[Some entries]
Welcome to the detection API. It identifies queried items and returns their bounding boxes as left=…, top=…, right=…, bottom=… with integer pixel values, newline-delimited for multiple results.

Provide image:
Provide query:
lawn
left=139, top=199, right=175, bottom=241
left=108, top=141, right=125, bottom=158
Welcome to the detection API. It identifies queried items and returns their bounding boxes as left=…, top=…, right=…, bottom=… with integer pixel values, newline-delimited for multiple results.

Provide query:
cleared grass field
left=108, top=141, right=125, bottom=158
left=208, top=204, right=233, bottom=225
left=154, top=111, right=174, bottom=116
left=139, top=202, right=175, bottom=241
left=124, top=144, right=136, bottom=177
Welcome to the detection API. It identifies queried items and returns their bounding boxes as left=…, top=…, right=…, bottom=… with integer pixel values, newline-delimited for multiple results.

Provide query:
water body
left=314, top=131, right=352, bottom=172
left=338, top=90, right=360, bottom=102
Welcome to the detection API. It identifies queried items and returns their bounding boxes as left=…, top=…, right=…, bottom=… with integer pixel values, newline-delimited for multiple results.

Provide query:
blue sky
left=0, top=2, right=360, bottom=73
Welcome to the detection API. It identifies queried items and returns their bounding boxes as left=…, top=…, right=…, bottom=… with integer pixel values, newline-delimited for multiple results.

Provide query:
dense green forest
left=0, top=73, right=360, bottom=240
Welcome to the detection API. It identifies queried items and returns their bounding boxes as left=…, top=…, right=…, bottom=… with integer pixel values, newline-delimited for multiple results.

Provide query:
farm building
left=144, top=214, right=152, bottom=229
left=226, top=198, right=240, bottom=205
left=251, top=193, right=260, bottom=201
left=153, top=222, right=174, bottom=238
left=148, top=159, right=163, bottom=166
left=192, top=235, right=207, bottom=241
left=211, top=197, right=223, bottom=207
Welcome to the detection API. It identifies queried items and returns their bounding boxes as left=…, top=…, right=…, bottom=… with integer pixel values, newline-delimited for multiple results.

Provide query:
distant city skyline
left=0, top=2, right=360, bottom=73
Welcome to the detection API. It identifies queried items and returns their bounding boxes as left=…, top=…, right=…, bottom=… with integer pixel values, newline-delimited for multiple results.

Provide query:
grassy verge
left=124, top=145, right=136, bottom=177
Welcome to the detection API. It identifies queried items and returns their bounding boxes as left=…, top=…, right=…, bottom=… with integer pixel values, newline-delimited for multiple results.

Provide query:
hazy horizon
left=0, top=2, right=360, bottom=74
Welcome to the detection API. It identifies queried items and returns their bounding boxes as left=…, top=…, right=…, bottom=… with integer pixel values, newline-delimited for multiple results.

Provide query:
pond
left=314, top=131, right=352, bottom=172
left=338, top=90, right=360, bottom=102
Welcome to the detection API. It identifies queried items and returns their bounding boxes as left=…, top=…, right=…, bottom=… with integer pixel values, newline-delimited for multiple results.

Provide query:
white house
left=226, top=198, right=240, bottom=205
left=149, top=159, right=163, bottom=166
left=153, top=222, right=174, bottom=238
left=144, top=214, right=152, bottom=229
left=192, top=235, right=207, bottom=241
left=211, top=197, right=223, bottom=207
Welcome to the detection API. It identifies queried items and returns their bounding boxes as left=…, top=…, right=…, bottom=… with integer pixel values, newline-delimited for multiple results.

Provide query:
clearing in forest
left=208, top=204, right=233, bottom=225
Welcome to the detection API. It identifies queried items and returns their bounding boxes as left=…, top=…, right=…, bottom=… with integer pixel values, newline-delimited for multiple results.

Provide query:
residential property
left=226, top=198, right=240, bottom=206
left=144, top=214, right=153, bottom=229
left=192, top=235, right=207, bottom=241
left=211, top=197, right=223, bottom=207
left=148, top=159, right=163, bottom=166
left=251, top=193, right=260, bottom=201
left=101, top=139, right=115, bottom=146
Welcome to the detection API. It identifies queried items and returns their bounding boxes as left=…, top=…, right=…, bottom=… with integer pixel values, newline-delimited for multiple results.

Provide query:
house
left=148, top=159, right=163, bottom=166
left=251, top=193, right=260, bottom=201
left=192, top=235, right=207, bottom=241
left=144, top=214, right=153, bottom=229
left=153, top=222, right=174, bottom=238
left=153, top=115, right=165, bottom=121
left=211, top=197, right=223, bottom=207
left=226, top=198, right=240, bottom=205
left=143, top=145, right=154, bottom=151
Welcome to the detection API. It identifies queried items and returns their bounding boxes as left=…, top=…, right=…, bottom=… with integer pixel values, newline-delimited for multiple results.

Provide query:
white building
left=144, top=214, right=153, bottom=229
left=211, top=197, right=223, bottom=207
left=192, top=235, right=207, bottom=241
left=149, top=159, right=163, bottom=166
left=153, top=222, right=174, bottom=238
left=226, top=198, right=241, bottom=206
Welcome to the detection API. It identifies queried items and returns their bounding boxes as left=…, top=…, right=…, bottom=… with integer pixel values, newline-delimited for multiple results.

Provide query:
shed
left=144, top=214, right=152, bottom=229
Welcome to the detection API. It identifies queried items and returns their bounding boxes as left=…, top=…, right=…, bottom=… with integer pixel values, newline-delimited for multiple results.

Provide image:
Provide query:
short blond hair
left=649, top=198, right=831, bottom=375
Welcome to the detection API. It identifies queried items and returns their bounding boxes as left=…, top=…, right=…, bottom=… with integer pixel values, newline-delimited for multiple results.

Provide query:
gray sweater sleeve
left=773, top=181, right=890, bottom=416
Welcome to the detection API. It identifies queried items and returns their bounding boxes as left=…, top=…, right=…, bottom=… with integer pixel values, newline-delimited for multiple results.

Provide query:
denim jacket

### Exercise prompt
Repeat every line of these entries without changing anything.

### Expected output
Welcome to the detection API. It identifies queried items and returns their bounding boxes as left=…, top=…, right=…, bottom=… with integer pixel values, newline-delimited for multiple results.

Provide image:
Provide query:
lawn
left=139, top=199, right=175, bottom=241
left=108, top=141, right=125, bottom=158
Welcome to the detection API. It identifies queried items and returns their bounding boxes as left=…, top=…, right=…, bottom=… with integer pixel values, newline-delimited for multiple results.

Provide query:
cleared grass field
left=108, top=141, right=125, bottom=158
left=208, top=204, right=233, bottom=225
left=154, top=111, right=174, bottom=116
left=139, top=202, right=175, bottom=241
left=124, top=144, right=136, bottom=177
Welcome to the detection API. It identifies queried items and returns their bounding boxes as left=…, top=…, right=…, bottom=… with integer pixel values, newline-delimited for multiple results.

Provide query:
water body
left=314, top=131, right=352, bottom=172
left=338, top=90, right=360, bottom=102
Welcome to the detection API. It identifies queried items and returns their bounding boxes as left=…, top=…, right=…, bottom=… with integer pixel values, newline-delimited for multiple results.

Provide query:
blue sky
left=0, top=2, right=360, bottom=73
Welcome to the detection API. It identifies queried items and returns their bounding boxes as left=…, top=…, right=…, bottom=… with integer pixel values, newline-delimited for multiple results.

Provide query:
dense green forest
left=0, top=73, right=360, bottom=240
Welcome to the detection API. It identifies queried items and returns their bounding boxes as left=…, top=…, right=…, bottom=… with integer pixel values, newline-delimited for multiple results.

Provide query:
farm building
left=144, top=214, right=152, bottom=229
left=226, top=198, right=240, bottom=205
left=251, top=193, right=260, bottom=201
left=153, top=222, right=174, bottom=238
left=148, top=159, right=163, bottom=166
left=192, top=235, right=207, bottom=241
left=211, top=197, right=223, bottom=207
Welcome to the detection API. It identifies queried items and returns their bounding boxes as left=…, top=…, right=…, bottom=… with integer pixel values, newline-delimited for multiple results.

Provide query:
distant city skyline
left=0, top=2, right=360, bottom=73
Welcome to the detection API. It identifies queried items and returns their bounding boxes as left=…, top=…, right=…, bottom=… with integer pixel values, newline-delimited for multiple results.

Provide query:
grassy verge
left=124, top=145, right=136, bottom=177
Welcome to the detection API. It identifies queried items and returns their bounding boxes as left=…, top=…, right=…, bottom=… with integer pixel values, newline-delimited for multiple results.

Provide query:
hazy horizon
left=0, top=2, right=360, bottom=74
Welcome to the detection API. It identifies queried items and returns their bounding boxes as left=…, top=…, right=…, bottom=… with integer pixel values, newline-delimited for multiple results.

Provide query:
pond
left=314, top=131, right=352, bottom=172
left=338, top=90, right=360, bottom=102
Welcome to the detection API. It identifies queried items and returns their bounding boxes as left=…, top=…, right=…, bottom=… with integer pixel values, newline-delimited for multiple results.

Provide query:
white house
left=226, top=198, right=240, bottom=205
left=149, top=159, right=163, bottom=166
left=153, top=222, right=174, bottom=238
left=144, top=214, right=152, bottom=229
left=192, top=235, right=207, bottom=241
left=211, top=197, right=223, bottom=207
Welcome to the detection API. It identifies queried items and returns their bounding boxes as left=…, top=…, right=…, bottom=… with integer pixel values, newline-delimited for multiple results.

Provide query:
clearing in forest
left=208, top=204, right=233, bottom=225
Welcome to the detection API. It identifies queried items and returns their bounding boxes as left=…, top=…, right=…, bottom=… with integer pixel values, newline-delimited for multiple results.

Provide query:
residential property
left=226, top=198, right=240, bottom=206
left=144, top=214, right=153, bottom=229
left=192, top=235, right=207, bottom=241
left=211, top=197, right=223, bottom=207
left=148, top=159, right=163, bottom=166
left=251, top=193, right=260, bottom=201
left=101, top=139, right=115, bottom=146
Welcome to the detection API. It identifies queried items and returns their bounding boxes as left=…, top=…, right=…, bottom=… with integer pixel values, newline-delimited for multiple results.

Provide query:
house
left=148, top=159, right=163, bottom=166
left=251, top=193, right=260, bottom=201
left=192, top=235, right=207, bottom=241
left=144, top=214, right=153, bottom=229
left=153, top=222, right=174, bottom=238
left=153, top=115, right=165, bottom=121
left=211, top=197, right=223, bottom=207
left=226, top=198, right=240, bottom=205
left=143, top=145, right=154, bottom=151
Welcome to the detection API. It identifies queried items and returns their bounding boxes as left=…, top=…, right=…, bottom=… with integer pixel values, newline-delimited for multiple results.

Provide query:
white building
left=144, top=214, right=153, bottom=229
left=211, top=197, right=223, bottom=207
left=192, top=235, right=207, bottom=241
left=149, top=159, right=163, bottom=166
left=153, top=222, right=174, bottom=238
left=226, top=198, right=241, bottom=206
Welcome to the detection API. It identifies queried items and returns their bounding boxes as left=…, top=…, right=…, bottom=… with integer pixel values, newline-delimited for multiple results.

Provide query:
shed
left=144, top=214, right=152, bottom=229
Welcome to the detection API. It identifies queried items and returns their bounding boxes as left=…, top=…, right=…, bottom=… with integer pixel values, newline-delimited for multiple results.

Provide image:
Provide query:
short blond hair
left=649, top=198, right=831, bottom=375
Welcome to the detection API. It identifies queried items and returns their bounding boxes as left=…, top=…, right=…, bottom=… with integer pixel values, newline-delimited for multiple results.

Provide query:
gray sweater sleeve
left=773, top=181, right=890, bottom=416
Welcome to the detection API. It identifies queried items and returns their bounding boxes as left=…, top=…, right=…, bottom=… with integer pixel values, newline-delimited for multiple results.

Provide query:
denim jacket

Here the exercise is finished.